--- start of Dataset records ---

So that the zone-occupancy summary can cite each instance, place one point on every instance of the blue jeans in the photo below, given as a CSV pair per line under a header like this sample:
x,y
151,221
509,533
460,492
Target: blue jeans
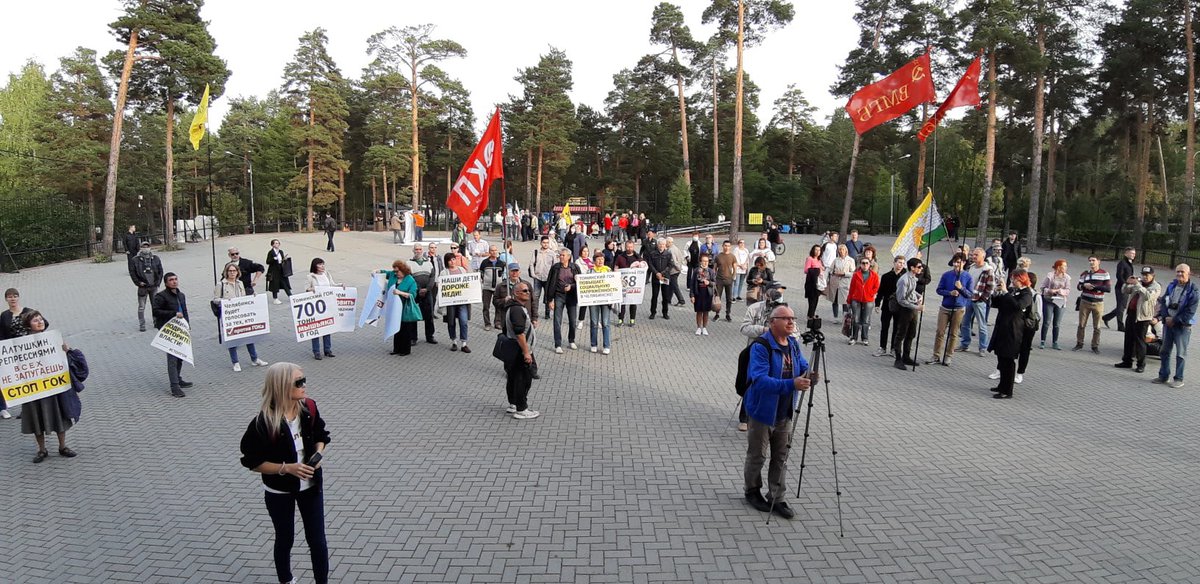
x,y
975,313
282,509
316,345
601,318
1050,311
559,306
1175,339
457,314
250,348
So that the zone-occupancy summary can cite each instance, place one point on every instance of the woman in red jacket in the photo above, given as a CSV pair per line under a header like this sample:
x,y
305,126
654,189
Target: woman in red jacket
x,y
864,284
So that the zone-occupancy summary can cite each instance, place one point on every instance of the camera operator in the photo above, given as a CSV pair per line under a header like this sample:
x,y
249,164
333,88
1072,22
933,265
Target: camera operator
x,y
778,375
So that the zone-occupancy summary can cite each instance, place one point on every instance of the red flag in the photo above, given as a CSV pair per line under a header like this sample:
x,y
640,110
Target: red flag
x,y
468,198
893,96
965,94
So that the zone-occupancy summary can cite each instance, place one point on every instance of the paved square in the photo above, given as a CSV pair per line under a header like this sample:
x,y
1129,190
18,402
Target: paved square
x,y
631,474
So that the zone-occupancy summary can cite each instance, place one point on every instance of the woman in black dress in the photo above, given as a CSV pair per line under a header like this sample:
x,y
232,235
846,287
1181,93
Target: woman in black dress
x,y
279,269
1012,307
701,282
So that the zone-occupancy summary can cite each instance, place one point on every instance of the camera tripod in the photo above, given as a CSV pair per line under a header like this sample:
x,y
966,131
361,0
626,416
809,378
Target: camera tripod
x,y
816,338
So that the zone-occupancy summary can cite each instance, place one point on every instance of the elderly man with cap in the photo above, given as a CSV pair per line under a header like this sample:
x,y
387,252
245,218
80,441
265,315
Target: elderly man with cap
x,y
1141,296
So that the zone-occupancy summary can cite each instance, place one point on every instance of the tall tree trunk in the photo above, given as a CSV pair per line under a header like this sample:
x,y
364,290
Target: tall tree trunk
x,y
1145,113
538,202
312,122
1031,233
736,215
717,158
850,185
114,151
683,124
919,194
169,186
417,152
1050,218
1189,173
989,161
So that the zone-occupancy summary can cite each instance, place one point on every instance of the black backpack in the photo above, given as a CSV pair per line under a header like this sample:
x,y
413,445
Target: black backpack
x,y
741,383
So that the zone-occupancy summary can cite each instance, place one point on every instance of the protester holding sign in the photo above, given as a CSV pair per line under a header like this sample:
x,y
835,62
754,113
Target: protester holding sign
x,y
231,287
45,415
318,276
169,303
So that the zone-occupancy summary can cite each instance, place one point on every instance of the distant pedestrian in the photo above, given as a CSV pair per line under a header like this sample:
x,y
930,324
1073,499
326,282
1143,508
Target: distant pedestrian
x,y
280,444
145,271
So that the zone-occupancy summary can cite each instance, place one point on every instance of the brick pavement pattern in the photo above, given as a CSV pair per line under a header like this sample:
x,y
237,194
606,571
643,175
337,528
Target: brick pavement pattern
x,y
633,474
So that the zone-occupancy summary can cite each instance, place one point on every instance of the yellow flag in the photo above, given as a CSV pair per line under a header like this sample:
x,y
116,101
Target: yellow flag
x,y
202,118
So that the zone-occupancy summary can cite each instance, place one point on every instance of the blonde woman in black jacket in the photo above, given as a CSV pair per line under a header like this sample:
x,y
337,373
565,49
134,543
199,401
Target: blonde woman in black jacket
x,y
280,444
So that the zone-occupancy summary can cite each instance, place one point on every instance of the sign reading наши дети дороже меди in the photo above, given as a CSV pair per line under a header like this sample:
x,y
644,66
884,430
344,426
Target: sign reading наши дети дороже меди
x,y
33,367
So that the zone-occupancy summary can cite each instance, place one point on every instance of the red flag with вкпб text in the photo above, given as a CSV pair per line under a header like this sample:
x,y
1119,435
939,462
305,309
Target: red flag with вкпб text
x,y
468,198
892,96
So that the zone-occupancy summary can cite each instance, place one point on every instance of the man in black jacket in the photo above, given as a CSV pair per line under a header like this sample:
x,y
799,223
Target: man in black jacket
x,y
145,271
167,305
1125,271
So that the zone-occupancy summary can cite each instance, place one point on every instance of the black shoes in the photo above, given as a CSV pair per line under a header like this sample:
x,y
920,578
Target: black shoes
x,y
783,510
757,501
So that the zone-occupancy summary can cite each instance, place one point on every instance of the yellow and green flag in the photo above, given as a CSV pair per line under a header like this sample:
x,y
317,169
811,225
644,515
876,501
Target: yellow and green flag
x,y
923,229
202,119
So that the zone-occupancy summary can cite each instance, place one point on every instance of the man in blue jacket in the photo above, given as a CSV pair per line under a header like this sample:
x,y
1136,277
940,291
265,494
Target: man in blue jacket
x,y
955,290
777,374
1177,312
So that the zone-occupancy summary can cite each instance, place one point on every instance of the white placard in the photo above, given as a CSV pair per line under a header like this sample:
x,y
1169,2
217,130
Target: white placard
x,y
313,314
175,338
33,367
244,319
347,303
633,283
599,289
455,289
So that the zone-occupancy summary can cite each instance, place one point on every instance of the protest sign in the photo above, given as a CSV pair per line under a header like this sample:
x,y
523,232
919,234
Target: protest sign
x,y
313,314
455,289
244,319
347,300
633,283
598,289
33,367
175,338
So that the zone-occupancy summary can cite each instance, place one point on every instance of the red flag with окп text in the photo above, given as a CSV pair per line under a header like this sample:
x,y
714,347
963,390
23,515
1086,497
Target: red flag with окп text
x,y
965,94
892,96
468,198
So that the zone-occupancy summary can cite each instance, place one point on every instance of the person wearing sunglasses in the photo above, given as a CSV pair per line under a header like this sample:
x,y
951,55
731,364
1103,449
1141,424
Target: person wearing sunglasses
x,y
281,444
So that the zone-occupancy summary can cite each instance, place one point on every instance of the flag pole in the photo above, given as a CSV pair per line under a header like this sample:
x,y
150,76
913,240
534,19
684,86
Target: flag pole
x,y
929,227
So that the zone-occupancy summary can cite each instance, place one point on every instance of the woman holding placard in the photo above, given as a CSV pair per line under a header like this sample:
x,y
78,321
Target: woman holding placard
x,y
318,276
45,415
231,287
279,269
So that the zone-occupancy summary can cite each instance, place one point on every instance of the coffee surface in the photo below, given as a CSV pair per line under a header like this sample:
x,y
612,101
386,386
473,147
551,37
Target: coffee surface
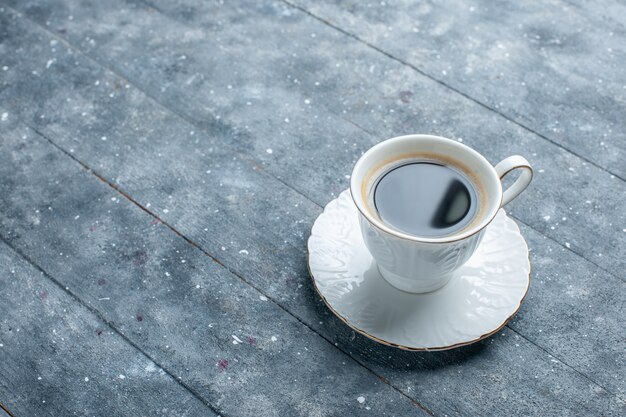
x,y
425,199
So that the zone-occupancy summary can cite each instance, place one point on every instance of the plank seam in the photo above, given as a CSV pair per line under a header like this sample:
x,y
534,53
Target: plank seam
x,y
184,118
112,326
449,87
208,254
249,157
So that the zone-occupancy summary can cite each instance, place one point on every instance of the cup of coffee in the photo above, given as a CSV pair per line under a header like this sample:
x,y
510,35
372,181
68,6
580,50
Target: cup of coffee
x,y
424,203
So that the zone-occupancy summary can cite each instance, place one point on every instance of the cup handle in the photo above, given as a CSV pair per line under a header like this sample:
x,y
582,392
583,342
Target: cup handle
x,y
509,164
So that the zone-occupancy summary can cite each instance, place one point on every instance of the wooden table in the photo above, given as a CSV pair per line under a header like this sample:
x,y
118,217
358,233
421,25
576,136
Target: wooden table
x,y
162,162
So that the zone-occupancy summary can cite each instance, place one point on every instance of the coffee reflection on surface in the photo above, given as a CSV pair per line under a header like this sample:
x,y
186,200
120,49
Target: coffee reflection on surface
x,y
425,199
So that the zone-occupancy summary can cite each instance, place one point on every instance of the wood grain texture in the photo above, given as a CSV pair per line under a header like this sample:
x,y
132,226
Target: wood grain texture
x,y
227,69
237,350
58,358
162,167
186,172
524,61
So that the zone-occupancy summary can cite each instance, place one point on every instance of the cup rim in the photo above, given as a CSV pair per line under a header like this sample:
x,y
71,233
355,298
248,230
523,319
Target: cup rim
x,y
355,185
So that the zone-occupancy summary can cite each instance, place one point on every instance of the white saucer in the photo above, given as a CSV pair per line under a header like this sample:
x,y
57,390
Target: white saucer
x,y
479,300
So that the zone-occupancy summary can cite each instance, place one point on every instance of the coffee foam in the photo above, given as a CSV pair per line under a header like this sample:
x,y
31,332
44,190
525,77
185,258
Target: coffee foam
x,y
380,169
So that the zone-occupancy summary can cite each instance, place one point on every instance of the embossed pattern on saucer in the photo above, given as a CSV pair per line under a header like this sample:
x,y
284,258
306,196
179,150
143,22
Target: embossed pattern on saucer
x,y
482,296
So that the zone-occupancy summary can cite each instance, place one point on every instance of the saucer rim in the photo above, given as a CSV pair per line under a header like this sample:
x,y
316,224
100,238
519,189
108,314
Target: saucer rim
x,y
409,348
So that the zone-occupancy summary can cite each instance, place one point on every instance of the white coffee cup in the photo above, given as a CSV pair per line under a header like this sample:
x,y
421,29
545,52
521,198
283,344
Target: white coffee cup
x,y
421,264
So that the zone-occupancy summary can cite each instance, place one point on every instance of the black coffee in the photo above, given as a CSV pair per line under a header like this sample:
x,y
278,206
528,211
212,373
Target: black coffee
x,y
425,199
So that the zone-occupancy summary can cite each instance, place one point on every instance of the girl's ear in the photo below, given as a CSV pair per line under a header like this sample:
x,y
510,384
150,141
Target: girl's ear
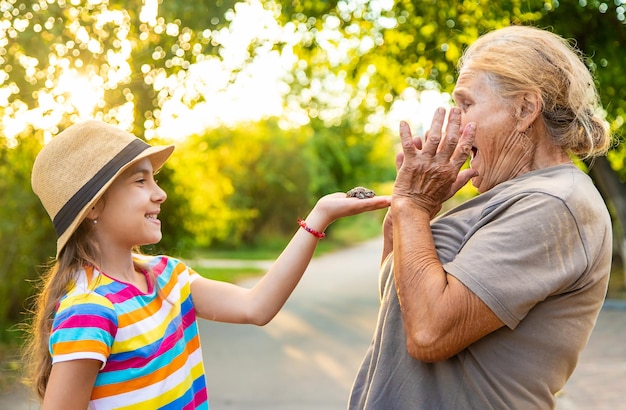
x,y
94,212
528,108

--- end of Dataset records ---

Objective:
Copy the entries again, starting at the line containing "of the embossed" and ending with the last of the entries, and substitute "dark coffee" for every "black coffee" while keeping everything else the same. Leave the pictures out of your copy.

Solution for this task:
So that the zone-occupancy summary can cite each instance, place one point on every instance of the embossed pattern on saucer in the photo above, given as a CSV pair per line under a header like this sample:
x,y
284,258
306,196
179,150
143,22
Target: embossed pattern on saucer
x,y
482,296
So that the zone-occupancy summary can cite each instance, place one point on every instance of the saucer rim in the photo above, given as a CSV pair per line under a header like this sample:
x,y
316,224
100,238
519,189
108,314
Target: saucer rim
x,y
409,348
So that the zone-occupancy summary can cite each instance, place one point on every instance of the white coffee cup in the photo above, given as a CSV pair per line under a header like this sample:
x,y
421,29
545,52
521,198
283,344
Target: white coffee cup
x,y
421,264
So that the zone-occupancy summary can cite each instance, place one point on every instance of the dark coffee in the photo above, given as a CSV pair per line under a header like this sample:
x,y
278,206
528,211
212,373
Target: dark coffee
x,y
425,199
So that the zone-occupancy summary can cite each instance, place one point on every instance of the girl's ear in the photo below, given as a CSV pair per line under a header like this sample:
x,y
510,384
150,141
Target: girl's ear
x,y
94,212
528,108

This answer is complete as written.